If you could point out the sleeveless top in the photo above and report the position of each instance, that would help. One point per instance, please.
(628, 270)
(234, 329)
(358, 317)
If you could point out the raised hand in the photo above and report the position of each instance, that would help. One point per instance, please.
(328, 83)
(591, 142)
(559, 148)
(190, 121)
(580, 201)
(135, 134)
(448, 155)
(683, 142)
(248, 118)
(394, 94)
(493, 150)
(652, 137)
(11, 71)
...
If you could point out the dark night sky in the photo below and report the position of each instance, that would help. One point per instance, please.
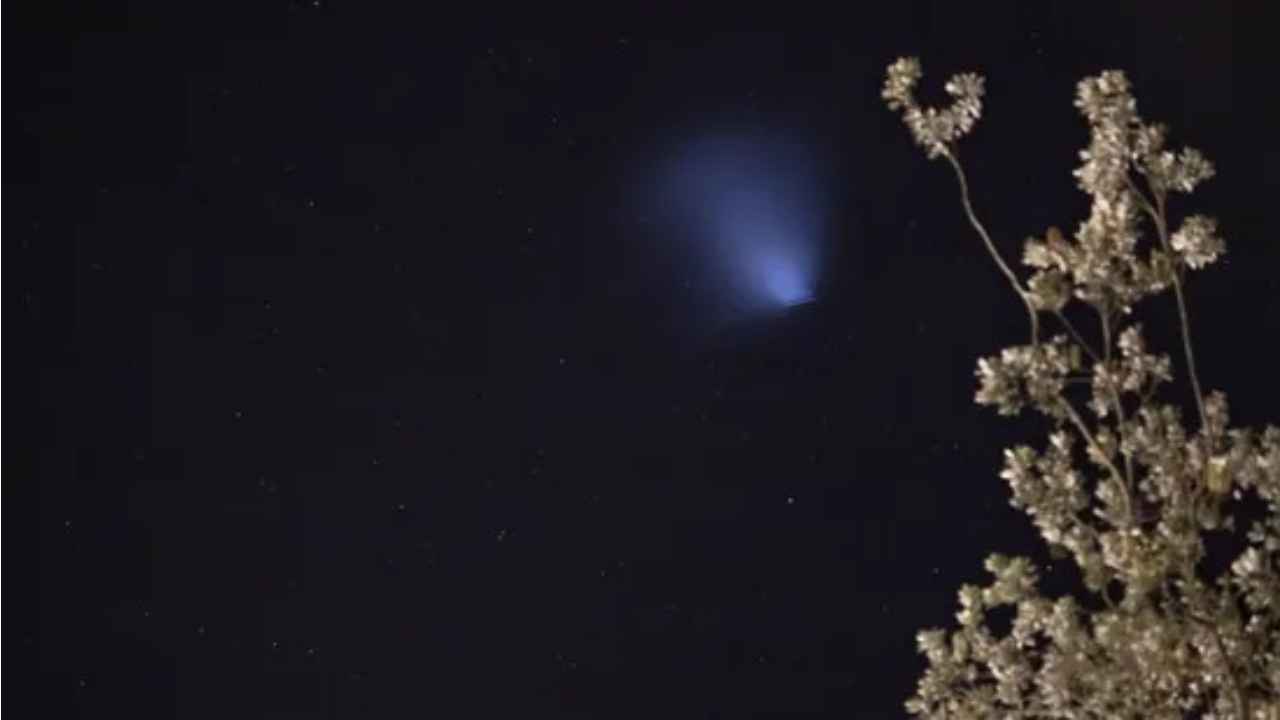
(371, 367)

* **WORK INSTRUCTIONS**:
From the items above, copy out each line that contains the string "instance".

* **RESULT OF THIS TASK**:
If you could point out the sleeveless top in the photo above and report the position of each instance, that would help. One point per instance, please.
If you could point out the raised hand in the photo above and report the position of each instance, that would help. One point per instance, please.
If you could point out the dark night sky in the photo below and report the position of each instance, that would help. One point per instance, please.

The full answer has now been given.